• [Excerpted passage]:
-- Opening Marker --
Multi-Modal Support

Jan supports image attachments with both local and cloud AI models. Upload images directly in your chats and get visual understanding, analysis, and creative responses from compatible models.

Local Vision Models

Local models with image support work immediately without configuration. Popular vision models include the latest Gemma3 and Qwen3 series, which excel at image understanding while running entirely on your device.

Recommended Local Vision Models:

Gemma3 4B - Excellent balance of performance and resource usage
Qwen3 7B/14B - Superior image analysis capabilities
LLaVA models - Specialized for visual question answering

Example: Image Analysis

Here’s Gemma3 4B analyzing a meme with some personality:

AI meme for analysis

Load a vision model like Gemma3 4B and attach your image:

Vision model chat setup

Prompt used: “Describe what you see in the image please. Be a bit sarcastic.”

The model delivers contextual analysis with the requested tone:

Vision model response

Cloud Vision Models

Cloud providers like OpenAI (GPT-4V), Anthropic (Claude), and Google (Gemini) offer powerful vision capabilities. However, image support must be manually enabled for each model.

Enabling Vision for Cloud Models

Navigate to your model settings and enable vision support:

Claude vision settings

Toggle both Tools and Vision if you want to combine image understanding with web search or other MCP capabilities.

Example: Creative Image Analysis

With Claude 3.5 Sonnet configured for vision, upload an image and get creative responses:

Claude vision chat

Prompt used: “Write an AI joke about the image attached please.”

Claude combines image understanding with humor:

Claude vision response

Supported Use Cases

Creative and Fun

Meme analysis and creation
Visual jokes and commentary
Art critique and style analysis
Creative writing from visual prompts

Practical Applications

Document analysis and OCR
Chart and graph interpretation
Product identification and comparison
Technical diagram explanation

Educational and Research

Historical photo analysis
Scientific image interpretation
Visual learning assistance
Research documentation

Model Capabilities Comparison

Model Type	Image Support	Setup Required	Privacy	Best For
Local (Gemma3, Qwen3)	Automatic	None	Complete	Privacy, offline use
GPT-4V	Manual enable	API key + toggle	Cloud processed	Advanced analysis
Claude 3.5 Sonnet	Manual enable	API key + toggle	Cloud processed	Creative tasks
Gemini Pro Vision	Manual enable	API key + toggle	Cloud processed	Multi-language

Image Format Support

Jan accepts common image formats:

JPEG/JPG - Most compatible
PNG - Full transparency support
WebP - Modern web format
GIF - Static images only

Example Prompts

Technical Analysis

Analyze this circuit diagram and explain how it works. Identify any potential issues or improvements.
-- Closing Marker --
• [Provided material]:
-- Opening Marker --
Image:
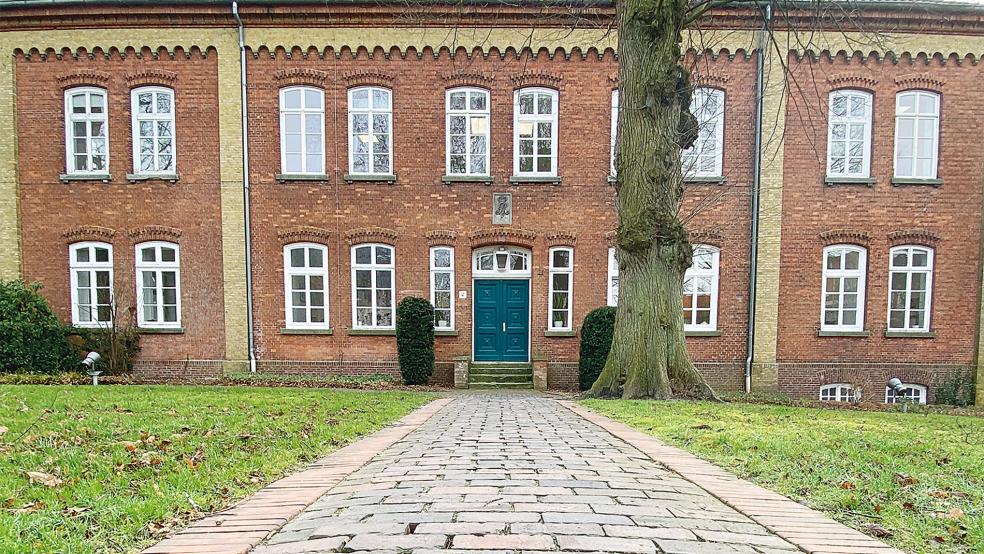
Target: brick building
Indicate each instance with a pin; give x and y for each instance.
(460, 155)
-- Closing Marker --
• [What to work on]: In three sentences, summarize the multi-modal support page shown above.

• [Solution]: Jan supports image attachments with both local and cloud AI models, so images can be uploaded directly in chats for visual understanding, analysis, and creative responses from compatible models. Local vision models such as the Gemma3 and Qwen3 series work immediately without configuration and run entirely on the device. Cloud providers like OpenAI, Anthropic, and Google offer powerful vision capabilities, but image support must be manually enabled for each model.